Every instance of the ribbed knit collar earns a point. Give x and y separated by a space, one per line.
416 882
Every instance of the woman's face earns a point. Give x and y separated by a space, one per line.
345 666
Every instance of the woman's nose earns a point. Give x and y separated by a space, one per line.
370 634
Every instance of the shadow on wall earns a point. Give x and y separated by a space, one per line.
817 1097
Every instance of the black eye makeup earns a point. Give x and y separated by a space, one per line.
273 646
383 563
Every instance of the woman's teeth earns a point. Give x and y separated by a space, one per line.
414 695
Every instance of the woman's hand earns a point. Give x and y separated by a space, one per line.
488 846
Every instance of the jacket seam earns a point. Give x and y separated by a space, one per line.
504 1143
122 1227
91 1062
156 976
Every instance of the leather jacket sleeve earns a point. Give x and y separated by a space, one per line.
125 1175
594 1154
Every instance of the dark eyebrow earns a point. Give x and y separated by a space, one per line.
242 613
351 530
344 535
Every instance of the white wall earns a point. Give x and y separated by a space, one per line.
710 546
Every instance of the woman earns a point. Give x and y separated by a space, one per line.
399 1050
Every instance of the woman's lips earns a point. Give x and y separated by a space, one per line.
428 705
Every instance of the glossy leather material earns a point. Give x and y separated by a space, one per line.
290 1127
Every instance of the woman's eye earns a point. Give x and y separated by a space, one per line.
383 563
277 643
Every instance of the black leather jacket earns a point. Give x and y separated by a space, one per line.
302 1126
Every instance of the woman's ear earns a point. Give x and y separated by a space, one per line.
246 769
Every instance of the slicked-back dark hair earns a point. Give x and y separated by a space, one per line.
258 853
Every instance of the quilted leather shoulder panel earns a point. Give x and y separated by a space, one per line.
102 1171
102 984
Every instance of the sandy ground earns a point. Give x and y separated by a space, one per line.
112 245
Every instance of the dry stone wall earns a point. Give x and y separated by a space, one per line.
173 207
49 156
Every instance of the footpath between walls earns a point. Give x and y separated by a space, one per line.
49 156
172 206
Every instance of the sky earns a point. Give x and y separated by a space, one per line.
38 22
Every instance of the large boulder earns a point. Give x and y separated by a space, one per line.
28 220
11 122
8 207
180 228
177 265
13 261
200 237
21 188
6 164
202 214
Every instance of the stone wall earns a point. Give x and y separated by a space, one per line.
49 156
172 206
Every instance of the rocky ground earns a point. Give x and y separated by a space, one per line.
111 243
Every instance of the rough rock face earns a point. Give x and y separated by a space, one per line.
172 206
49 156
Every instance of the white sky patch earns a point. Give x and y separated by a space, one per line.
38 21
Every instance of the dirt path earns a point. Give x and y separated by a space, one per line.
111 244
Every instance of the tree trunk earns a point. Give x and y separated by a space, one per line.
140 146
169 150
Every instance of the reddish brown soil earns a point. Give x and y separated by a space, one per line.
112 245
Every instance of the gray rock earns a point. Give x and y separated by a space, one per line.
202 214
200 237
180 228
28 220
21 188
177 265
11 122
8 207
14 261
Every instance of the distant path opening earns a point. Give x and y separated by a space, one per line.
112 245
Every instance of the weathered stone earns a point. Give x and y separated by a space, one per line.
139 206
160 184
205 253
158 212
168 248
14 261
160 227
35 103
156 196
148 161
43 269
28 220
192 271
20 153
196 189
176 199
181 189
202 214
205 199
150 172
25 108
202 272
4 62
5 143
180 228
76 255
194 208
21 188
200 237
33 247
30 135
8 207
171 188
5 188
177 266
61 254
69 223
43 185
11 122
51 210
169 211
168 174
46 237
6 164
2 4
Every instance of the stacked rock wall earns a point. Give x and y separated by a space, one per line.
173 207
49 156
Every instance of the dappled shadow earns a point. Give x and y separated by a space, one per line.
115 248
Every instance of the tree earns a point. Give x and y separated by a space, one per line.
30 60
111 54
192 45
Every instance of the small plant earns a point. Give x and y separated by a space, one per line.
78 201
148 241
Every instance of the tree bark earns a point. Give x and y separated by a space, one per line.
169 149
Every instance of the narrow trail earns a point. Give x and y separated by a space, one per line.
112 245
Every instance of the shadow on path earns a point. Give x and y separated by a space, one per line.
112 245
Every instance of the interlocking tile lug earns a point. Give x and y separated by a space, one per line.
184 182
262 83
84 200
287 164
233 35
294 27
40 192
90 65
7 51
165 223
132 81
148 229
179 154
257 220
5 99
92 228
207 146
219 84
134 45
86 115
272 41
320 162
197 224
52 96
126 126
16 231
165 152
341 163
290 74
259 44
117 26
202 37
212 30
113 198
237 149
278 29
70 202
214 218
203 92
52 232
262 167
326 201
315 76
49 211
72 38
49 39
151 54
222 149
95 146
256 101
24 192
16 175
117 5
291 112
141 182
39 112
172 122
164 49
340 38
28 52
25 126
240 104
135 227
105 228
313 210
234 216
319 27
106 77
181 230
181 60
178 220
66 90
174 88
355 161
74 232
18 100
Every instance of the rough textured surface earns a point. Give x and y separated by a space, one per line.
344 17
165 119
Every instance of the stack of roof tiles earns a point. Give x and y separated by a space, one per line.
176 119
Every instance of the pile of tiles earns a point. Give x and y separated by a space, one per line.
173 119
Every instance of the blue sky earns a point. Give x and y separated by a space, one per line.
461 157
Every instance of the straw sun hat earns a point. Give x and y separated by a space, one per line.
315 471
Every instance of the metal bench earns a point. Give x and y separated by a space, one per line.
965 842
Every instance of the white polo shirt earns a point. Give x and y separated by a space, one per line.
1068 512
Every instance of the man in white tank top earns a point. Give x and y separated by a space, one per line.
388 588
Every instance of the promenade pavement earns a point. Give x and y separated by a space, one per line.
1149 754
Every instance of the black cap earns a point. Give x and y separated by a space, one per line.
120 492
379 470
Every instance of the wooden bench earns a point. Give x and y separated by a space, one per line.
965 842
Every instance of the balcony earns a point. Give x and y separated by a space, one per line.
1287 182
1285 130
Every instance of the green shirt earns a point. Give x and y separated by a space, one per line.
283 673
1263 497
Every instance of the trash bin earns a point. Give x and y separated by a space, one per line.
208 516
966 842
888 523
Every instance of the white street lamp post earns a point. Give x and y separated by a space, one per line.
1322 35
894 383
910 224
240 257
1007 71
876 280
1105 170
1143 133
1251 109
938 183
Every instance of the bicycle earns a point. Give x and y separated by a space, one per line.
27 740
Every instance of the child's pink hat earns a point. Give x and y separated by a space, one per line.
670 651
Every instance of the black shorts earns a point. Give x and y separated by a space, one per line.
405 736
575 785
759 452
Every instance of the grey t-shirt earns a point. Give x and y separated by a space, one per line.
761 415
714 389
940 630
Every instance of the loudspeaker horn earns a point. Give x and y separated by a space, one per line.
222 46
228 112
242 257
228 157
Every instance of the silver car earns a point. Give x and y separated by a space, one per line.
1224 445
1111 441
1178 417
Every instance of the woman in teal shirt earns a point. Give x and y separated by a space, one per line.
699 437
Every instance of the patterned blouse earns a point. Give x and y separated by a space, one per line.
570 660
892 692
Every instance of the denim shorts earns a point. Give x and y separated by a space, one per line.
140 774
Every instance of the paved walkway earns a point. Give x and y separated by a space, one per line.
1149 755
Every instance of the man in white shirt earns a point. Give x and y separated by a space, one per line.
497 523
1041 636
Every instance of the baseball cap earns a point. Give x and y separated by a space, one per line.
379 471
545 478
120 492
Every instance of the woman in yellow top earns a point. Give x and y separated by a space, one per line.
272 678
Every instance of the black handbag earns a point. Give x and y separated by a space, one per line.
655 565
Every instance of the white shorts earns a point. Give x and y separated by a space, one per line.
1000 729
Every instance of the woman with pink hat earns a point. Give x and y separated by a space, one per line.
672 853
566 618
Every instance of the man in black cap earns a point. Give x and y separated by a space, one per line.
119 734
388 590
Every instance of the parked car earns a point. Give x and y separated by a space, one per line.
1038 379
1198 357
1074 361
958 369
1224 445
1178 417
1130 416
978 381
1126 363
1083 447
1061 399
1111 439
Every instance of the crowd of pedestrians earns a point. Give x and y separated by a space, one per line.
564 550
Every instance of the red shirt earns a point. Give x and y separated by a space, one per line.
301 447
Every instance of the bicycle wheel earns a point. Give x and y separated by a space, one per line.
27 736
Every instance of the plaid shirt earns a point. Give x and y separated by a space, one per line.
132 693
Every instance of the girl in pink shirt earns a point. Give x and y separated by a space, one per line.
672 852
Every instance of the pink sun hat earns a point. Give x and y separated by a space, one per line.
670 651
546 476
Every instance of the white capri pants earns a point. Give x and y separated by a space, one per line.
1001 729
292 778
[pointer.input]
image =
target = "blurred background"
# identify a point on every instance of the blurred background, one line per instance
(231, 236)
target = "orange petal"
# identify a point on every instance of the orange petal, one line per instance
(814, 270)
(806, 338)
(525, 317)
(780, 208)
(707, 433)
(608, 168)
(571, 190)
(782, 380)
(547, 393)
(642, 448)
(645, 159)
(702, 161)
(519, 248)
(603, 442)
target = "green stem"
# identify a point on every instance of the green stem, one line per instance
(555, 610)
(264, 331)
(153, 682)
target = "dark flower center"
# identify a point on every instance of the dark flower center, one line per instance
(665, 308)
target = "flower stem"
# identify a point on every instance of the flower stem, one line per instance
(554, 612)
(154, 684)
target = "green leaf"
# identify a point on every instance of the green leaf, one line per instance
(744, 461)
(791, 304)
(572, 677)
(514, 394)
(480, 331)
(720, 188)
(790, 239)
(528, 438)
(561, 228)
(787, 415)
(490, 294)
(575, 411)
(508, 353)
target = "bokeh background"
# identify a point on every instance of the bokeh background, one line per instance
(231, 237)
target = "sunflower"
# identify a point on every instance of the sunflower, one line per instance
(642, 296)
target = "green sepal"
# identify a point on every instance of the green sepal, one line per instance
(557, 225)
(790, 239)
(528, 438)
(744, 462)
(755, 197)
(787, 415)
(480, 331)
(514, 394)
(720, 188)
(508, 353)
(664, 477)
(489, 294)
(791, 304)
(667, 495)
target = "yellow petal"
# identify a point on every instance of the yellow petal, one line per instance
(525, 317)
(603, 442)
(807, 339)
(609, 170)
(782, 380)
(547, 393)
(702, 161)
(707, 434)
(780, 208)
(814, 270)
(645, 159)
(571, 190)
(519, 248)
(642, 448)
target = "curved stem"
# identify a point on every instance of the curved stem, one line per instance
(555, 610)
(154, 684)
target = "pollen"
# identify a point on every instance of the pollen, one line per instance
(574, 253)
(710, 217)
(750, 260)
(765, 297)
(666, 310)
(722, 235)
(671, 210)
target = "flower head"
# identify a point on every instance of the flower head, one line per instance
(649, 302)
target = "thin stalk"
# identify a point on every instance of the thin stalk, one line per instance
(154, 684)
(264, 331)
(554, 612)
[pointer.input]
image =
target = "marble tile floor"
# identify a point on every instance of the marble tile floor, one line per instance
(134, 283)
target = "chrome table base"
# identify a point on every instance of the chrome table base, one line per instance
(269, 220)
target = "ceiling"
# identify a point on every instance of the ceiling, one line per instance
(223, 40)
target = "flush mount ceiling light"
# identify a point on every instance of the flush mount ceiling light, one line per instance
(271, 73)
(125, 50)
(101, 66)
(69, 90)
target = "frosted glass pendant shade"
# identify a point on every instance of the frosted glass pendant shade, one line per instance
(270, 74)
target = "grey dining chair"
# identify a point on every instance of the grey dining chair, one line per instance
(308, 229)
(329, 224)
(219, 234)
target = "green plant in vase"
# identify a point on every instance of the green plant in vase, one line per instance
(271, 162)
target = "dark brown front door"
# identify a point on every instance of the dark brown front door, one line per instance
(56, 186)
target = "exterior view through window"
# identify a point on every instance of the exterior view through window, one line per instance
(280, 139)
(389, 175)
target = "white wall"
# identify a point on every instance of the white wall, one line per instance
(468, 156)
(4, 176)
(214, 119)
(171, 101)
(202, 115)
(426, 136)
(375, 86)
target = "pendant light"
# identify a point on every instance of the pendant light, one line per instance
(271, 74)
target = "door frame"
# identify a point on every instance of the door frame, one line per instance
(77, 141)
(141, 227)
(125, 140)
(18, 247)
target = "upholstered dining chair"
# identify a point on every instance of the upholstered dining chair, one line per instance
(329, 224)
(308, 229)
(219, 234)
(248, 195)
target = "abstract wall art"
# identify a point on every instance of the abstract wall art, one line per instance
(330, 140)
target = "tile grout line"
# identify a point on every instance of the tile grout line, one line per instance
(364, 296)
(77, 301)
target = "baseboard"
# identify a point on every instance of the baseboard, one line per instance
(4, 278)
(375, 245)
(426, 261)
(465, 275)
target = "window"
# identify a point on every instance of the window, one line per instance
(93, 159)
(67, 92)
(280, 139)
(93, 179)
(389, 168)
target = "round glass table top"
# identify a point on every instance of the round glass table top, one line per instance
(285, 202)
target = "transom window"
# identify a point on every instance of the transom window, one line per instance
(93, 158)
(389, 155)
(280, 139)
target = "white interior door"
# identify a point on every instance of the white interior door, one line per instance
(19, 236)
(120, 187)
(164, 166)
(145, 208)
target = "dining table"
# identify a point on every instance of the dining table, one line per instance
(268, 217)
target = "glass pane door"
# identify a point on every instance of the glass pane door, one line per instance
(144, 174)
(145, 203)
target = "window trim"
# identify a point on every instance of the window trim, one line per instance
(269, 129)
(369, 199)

..............................

> **Requirement**
Output must be limited to the lines beginning with the one that contains "# identify a point on every instance of the window, one" and ending with the last line of the entries, reproduced exactly.

> **The completed task**
# identify a point on every instance of the window, one line per instance
(93, 159)
(67, 92)
(280, 139)
(93, 179)
(389, 168)
target = "round glass table top"
# identify a point on every instance of the round glass table top, one line per instance
(285, 202)
target = "transom window"
# identify a point on every instance of the transom window, one line per instance
(93, 158)
(389, 155)
(280, 139)
target = "white interior door"
# identify a point on every instance of the white interior door, one line per instance
(19, 236)
(120, 187)
(164, 166)
(145, 208)
target = "dining table"
# identify a point on every instance of the dining table, one line per instance
(268, 217)
target = "glass pane door"
# identify a point on every instance of the glass pane door, one line per instance
(144, 174)
(145, 203)
target = "window trim"
# identify a point on every instance of the window trim, one line per instance
(269, 129)
(369, 199)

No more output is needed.